PROBLEM DESCRIPTION ▸
In the records below, begin at the line containing "Target: black sock" and stop after the line containing "left=292, top=613, right=325, bottom=738". Render only those lines as a JSON list of strings, one string per line, leaving out any blank lines.

EXERCISE INPUTS ▸
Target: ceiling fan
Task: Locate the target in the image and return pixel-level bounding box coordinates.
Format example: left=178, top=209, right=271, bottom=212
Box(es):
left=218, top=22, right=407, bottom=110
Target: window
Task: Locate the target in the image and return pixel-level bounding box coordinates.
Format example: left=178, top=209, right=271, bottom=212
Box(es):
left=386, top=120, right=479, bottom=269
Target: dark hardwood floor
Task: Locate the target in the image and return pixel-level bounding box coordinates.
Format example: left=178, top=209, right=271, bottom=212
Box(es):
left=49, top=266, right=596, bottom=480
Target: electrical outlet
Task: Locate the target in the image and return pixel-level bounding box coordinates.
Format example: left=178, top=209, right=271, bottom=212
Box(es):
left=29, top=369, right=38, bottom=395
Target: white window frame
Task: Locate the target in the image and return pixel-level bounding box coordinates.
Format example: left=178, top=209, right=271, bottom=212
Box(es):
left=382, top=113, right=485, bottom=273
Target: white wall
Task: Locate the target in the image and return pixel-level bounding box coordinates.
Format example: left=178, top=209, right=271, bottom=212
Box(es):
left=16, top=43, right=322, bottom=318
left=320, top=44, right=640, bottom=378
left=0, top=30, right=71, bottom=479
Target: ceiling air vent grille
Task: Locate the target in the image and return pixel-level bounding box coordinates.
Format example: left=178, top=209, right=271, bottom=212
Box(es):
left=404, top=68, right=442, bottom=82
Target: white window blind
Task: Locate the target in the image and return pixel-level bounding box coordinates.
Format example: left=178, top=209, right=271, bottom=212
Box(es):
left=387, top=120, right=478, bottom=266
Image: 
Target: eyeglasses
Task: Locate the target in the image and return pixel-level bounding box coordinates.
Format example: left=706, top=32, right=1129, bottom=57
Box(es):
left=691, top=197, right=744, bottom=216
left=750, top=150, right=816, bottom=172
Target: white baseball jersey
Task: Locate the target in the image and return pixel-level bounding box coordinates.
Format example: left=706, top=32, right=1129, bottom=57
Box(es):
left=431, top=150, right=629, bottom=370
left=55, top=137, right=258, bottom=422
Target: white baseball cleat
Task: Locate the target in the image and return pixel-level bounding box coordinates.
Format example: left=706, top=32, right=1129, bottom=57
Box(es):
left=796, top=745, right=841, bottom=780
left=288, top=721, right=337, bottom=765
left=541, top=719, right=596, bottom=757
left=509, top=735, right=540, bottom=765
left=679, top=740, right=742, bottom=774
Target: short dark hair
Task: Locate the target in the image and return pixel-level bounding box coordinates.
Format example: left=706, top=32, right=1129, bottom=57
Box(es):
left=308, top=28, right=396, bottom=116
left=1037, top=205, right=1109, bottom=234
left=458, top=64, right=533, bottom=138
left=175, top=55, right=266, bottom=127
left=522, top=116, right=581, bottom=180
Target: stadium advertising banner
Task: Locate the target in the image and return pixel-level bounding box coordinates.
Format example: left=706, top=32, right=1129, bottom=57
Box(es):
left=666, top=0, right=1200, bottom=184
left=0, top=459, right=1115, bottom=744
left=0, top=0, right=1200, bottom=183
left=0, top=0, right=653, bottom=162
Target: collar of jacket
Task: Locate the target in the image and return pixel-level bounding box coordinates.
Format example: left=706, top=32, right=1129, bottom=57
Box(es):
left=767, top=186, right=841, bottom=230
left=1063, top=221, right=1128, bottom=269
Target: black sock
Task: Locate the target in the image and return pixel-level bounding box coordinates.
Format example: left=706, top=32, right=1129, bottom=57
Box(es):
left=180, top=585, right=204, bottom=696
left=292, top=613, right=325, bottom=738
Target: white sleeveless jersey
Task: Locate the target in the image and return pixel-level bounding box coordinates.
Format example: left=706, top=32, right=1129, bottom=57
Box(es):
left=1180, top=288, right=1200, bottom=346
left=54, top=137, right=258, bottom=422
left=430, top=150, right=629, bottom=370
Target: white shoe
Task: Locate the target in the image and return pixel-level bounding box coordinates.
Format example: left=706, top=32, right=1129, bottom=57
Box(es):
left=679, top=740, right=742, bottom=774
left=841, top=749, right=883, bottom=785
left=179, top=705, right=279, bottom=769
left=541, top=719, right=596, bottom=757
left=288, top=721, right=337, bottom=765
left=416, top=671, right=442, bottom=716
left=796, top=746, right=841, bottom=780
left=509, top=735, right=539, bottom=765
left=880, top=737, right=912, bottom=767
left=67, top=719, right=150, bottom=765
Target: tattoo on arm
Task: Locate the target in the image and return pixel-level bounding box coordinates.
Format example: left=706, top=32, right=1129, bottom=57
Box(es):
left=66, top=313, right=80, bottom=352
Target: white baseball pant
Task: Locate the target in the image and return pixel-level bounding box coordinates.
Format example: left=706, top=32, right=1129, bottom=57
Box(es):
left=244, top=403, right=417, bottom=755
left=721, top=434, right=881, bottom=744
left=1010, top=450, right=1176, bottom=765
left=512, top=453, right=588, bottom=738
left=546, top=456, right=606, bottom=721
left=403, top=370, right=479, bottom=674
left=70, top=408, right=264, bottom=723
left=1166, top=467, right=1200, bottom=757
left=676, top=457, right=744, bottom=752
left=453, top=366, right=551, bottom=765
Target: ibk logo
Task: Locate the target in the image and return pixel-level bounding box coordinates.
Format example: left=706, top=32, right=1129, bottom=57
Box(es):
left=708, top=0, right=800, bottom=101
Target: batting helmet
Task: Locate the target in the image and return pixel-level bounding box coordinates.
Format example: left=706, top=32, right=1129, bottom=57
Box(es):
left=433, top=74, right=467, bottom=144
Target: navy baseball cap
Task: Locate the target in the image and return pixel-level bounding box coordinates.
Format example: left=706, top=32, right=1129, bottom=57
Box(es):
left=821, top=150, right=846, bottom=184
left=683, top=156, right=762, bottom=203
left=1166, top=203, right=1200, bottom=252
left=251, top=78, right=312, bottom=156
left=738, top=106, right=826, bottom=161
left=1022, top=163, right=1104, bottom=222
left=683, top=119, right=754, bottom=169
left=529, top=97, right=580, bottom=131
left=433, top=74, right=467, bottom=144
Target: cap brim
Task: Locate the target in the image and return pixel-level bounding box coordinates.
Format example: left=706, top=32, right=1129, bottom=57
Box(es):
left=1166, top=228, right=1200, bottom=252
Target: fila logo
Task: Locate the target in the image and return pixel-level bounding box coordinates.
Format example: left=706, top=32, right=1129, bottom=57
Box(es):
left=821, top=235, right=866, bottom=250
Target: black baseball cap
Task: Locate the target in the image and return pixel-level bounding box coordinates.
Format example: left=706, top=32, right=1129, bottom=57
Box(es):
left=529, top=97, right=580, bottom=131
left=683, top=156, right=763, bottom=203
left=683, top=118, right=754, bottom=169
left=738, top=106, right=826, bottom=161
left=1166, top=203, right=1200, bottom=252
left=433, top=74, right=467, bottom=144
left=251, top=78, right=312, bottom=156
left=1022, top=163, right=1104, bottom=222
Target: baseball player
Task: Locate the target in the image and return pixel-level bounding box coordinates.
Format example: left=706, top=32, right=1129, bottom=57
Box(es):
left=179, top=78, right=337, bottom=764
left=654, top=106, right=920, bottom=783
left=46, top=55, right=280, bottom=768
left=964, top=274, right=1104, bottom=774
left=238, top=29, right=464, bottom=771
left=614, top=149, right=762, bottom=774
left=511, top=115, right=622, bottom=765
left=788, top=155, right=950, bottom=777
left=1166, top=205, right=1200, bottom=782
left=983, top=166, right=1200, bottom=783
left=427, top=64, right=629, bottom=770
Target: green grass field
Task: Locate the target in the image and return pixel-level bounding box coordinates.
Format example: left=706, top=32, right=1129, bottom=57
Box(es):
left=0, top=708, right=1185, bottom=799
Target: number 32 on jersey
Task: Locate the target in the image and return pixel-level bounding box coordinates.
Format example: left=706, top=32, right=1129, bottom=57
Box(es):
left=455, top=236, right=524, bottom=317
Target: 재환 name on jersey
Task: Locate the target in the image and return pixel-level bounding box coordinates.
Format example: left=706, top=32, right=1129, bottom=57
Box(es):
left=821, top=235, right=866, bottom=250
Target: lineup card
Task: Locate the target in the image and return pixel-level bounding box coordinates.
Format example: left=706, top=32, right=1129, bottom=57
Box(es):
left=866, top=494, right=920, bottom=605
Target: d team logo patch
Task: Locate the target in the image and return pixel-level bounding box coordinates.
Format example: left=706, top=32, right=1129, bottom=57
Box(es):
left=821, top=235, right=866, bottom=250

---

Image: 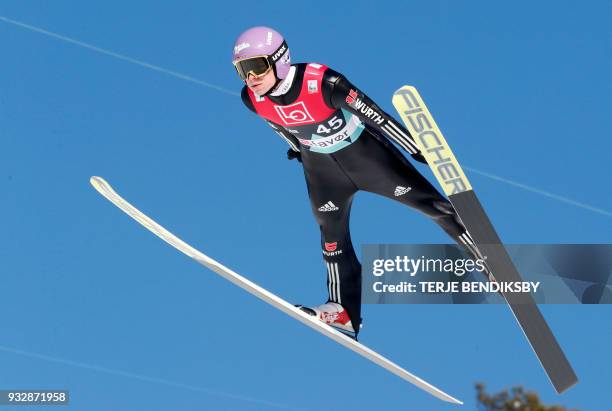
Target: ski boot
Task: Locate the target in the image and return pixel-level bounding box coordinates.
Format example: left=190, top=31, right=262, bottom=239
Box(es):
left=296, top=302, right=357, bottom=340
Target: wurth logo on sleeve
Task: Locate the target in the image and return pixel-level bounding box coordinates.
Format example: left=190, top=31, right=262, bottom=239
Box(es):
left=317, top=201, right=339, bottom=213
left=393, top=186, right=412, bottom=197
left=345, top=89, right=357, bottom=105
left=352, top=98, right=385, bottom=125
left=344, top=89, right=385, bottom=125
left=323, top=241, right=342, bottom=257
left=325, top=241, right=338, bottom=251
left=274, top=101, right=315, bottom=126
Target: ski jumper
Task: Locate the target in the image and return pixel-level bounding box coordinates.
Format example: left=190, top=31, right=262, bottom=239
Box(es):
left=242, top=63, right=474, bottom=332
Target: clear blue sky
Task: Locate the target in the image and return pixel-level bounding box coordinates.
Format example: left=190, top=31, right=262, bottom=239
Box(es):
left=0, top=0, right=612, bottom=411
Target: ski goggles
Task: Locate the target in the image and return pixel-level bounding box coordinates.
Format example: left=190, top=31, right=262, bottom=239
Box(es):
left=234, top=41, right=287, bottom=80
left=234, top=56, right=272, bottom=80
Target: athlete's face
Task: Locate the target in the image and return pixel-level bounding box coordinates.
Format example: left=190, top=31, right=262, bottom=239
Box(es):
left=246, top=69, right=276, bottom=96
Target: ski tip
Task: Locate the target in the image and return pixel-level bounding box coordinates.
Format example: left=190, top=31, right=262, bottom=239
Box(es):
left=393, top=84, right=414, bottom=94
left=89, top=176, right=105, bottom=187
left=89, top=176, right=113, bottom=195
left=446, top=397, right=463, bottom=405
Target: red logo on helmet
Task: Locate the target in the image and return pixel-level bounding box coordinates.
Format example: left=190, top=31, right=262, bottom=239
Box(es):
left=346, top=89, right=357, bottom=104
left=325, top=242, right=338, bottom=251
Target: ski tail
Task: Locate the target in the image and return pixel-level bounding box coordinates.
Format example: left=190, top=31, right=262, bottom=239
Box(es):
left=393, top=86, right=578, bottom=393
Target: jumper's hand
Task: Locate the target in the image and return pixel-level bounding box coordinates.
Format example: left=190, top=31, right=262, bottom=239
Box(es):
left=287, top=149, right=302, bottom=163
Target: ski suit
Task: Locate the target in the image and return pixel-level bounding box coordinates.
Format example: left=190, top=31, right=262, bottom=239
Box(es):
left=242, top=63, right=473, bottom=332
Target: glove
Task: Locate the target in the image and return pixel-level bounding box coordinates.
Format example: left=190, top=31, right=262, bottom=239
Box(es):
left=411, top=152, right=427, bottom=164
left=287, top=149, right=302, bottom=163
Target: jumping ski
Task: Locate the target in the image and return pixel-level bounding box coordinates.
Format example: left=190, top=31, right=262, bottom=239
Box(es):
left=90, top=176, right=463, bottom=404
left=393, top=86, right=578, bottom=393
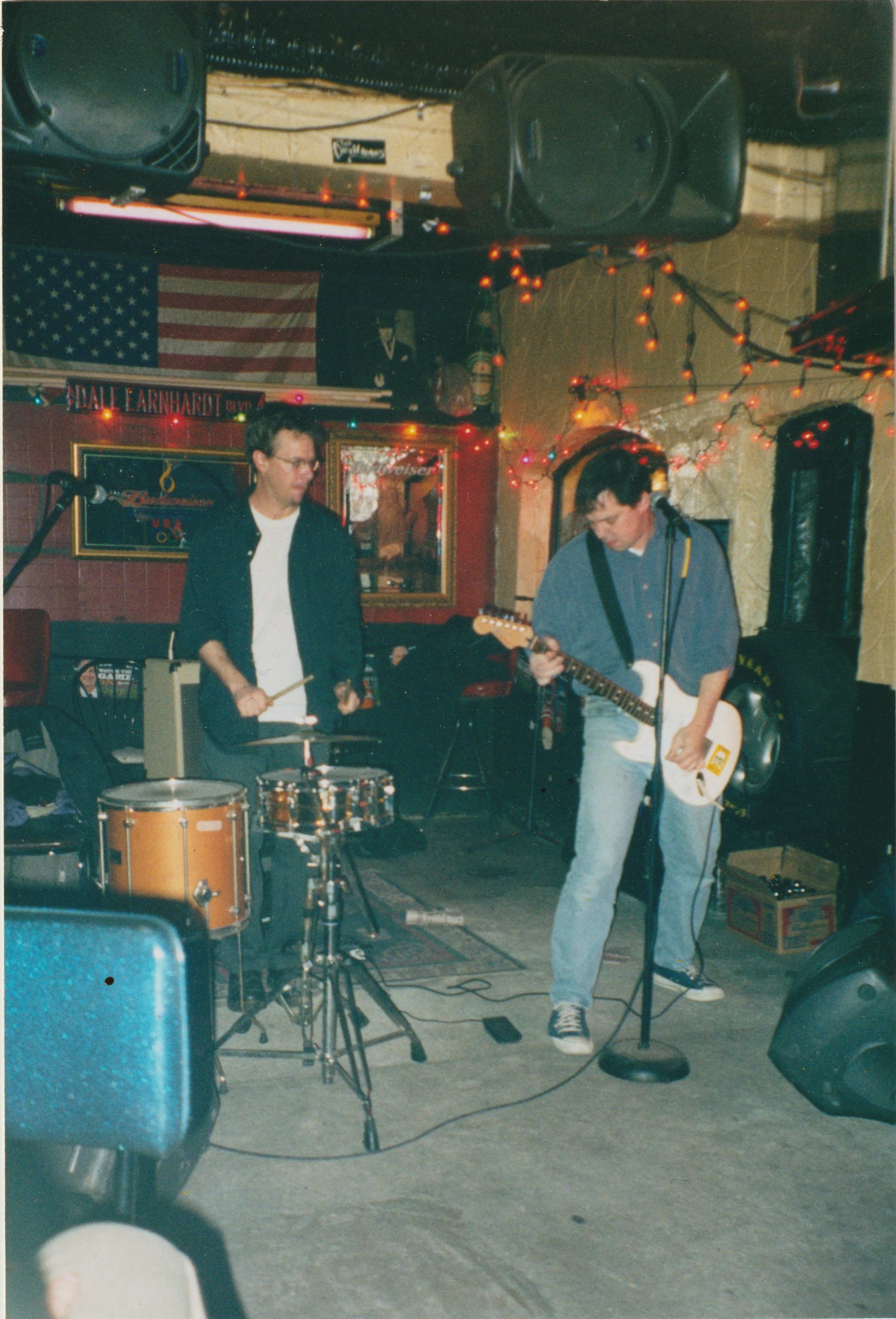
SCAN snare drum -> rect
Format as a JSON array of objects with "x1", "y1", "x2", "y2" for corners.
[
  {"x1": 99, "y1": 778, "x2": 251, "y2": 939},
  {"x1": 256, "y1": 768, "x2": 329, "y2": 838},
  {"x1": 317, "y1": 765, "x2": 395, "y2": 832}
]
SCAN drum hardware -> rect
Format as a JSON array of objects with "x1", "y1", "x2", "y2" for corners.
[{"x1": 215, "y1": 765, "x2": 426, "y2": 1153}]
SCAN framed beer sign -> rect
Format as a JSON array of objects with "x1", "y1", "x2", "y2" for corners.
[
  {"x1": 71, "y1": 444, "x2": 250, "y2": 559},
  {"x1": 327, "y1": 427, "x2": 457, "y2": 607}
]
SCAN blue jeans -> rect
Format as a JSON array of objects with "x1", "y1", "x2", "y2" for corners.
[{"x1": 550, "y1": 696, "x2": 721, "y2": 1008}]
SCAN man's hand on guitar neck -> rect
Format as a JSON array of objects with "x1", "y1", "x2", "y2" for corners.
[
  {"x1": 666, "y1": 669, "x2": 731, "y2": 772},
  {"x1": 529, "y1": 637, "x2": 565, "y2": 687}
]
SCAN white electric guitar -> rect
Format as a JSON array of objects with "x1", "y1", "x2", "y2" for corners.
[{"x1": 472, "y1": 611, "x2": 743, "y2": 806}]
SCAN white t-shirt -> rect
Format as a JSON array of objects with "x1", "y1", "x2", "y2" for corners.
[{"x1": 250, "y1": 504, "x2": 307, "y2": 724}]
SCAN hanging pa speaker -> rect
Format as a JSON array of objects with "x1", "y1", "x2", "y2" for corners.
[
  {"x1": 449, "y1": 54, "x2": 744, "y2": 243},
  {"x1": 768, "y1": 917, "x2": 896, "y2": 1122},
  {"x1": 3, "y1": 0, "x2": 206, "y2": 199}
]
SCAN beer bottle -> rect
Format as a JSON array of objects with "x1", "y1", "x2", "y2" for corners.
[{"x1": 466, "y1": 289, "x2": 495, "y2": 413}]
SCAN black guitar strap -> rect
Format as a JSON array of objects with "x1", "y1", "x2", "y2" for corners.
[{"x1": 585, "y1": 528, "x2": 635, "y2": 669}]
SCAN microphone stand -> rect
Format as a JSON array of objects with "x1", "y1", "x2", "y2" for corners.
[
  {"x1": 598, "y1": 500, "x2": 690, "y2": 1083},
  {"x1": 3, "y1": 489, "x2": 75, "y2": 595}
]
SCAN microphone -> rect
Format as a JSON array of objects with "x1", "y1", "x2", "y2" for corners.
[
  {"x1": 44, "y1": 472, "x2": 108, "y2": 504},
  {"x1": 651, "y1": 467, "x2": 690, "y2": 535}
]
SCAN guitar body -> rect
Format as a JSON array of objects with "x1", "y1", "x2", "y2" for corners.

THE COMPLETED TASK ▸
[
  "Target: black sock",
  "Task: Locate the target in the image and return pixel-level bounding box coordinates.",
  "Format example: left=706, top=32, right=1129, bottom=57",
  "Box(es):",
  "left=180, top=585, right=204, bottom=696",
  "left=292, top=613, right=325, bottom=738"
]